TEXT SEGMENT

BEGIN

The Department for Work and Pensions has asked their disability benefits assessors to discriminate against those who have mental health disorders such as anxiety, cutting benefits entirely or giving them less than those who have issues physically.

The Personal Independence Payment benefit, known as PIP, is given to assist with living costs and extra expenses caused by disabilities, including carers or therapy sessions.  

Despite such expenses being essential in helping those with anxiety live normal lives, the new guidelines have described impairments caused by such psychological issues as “not relevant”, regardless of the fact that many are suffering with similar symptoms with those with physical ailments.

The assessors, who award benefits with a points system surrounding a person’s needs, were told that those whose mobility is affected because of a mental health condition should not be entitled to receive the mobility component of the PIP benefit, even if they have the same limitations as a person with a physical ability.

In an interview with the BBC, Conservative MP George Freeman said: "These tweaks are actually about rolling back some bizarre decisions by tribunals that now mean benefits are being given to people who are taking pills at home, who suffer from anxiety.

END

STORED DATA

BEGIN

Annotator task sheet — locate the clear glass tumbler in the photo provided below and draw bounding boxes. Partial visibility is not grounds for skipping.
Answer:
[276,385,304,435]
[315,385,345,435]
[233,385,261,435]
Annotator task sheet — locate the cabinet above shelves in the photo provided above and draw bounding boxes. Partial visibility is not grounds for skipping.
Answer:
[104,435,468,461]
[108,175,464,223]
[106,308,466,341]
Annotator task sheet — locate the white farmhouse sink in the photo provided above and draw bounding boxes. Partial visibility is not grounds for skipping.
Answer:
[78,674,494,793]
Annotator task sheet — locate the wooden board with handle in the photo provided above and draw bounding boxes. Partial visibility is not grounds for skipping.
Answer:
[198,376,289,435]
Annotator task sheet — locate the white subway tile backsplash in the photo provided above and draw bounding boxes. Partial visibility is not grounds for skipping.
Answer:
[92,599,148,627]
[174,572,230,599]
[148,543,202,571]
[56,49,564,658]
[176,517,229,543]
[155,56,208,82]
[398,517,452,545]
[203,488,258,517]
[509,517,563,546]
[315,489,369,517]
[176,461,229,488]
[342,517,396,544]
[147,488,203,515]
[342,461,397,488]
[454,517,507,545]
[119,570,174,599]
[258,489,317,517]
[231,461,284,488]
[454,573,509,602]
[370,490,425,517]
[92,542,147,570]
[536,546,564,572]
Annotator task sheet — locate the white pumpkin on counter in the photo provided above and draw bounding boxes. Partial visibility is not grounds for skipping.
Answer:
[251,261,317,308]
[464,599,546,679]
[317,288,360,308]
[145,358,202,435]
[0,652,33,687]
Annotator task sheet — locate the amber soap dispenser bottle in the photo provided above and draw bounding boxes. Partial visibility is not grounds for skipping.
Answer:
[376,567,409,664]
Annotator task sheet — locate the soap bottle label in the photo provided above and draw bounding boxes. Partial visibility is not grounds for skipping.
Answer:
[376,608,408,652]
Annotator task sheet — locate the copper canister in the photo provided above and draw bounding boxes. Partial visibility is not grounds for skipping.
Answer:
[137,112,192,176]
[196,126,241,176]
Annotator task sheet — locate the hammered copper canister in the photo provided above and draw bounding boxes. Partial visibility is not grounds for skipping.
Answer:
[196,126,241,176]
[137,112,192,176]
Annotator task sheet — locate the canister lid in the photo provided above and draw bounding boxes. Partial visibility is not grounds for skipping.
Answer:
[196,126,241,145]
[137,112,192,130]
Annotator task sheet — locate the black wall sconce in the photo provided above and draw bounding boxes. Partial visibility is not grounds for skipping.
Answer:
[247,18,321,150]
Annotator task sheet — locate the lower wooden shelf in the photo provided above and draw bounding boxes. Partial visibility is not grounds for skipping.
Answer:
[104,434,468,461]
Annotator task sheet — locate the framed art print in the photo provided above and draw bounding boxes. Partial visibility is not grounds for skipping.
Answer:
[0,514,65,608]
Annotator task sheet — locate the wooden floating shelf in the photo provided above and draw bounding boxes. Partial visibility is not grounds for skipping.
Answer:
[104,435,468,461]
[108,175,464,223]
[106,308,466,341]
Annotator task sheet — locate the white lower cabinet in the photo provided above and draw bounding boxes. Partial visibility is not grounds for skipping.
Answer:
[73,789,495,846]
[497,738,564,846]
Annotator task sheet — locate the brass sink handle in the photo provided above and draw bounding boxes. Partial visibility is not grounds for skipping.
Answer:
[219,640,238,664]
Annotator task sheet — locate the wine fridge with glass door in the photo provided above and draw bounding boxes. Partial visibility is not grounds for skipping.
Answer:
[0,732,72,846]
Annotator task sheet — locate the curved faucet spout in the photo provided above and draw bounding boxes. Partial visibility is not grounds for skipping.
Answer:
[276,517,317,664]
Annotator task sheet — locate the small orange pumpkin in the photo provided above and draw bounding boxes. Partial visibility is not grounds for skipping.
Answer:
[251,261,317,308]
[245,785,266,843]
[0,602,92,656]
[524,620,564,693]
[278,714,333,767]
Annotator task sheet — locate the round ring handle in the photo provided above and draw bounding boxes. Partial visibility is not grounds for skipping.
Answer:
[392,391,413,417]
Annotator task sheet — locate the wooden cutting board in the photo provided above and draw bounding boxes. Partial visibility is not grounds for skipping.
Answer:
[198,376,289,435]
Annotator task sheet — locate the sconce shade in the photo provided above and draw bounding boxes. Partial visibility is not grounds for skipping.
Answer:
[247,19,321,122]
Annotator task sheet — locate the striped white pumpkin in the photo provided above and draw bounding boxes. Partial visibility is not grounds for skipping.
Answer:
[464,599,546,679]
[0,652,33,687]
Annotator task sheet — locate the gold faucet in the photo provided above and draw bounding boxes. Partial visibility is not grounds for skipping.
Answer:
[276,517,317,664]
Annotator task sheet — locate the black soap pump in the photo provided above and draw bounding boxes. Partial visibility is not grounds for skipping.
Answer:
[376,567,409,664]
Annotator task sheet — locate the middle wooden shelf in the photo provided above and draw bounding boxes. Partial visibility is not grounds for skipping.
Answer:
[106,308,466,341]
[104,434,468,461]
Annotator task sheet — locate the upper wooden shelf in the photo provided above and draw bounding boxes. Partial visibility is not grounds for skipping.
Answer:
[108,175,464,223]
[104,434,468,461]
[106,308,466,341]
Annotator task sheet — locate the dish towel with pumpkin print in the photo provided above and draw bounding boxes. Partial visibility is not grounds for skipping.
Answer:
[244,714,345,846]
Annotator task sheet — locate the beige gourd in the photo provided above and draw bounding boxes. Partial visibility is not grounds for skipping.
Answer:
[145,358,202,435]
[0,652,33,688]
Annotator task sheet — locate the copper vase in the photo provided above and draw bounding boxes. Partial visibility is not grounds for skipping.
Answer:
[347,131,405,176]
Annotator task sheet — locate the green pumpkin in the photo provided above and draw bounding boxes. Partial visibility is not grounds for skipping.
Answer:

END

TASK SET
**A)** In the article on disability benefits, what is the Personal Independence Payment given to help with?
**B)** Extend the article on disability benefits from where it stops.
The rows are not used here.

SET OF ANSWERS
**A)** Living costs and extra expenses caused by disabilities, including carers or therapy sessions.

**B)**
"We want to make sure we get the money to the really disabled people who need it."

His comments have since been criticised by disability charity Scope, who criticised the discrimination of mental health issues.

Scope chief executive Mark Atkinson told the BBC: "It is unhelpful to make crude distinctions between those with physical impairments and mental health issues because the kind of impairment someone has is not a good indicator of the costs they will face.”

Although the changes were being brought into play without a vote, an online campaign is currently running and asking for 500,000 signatures in order to force a vote in the houses of parliament.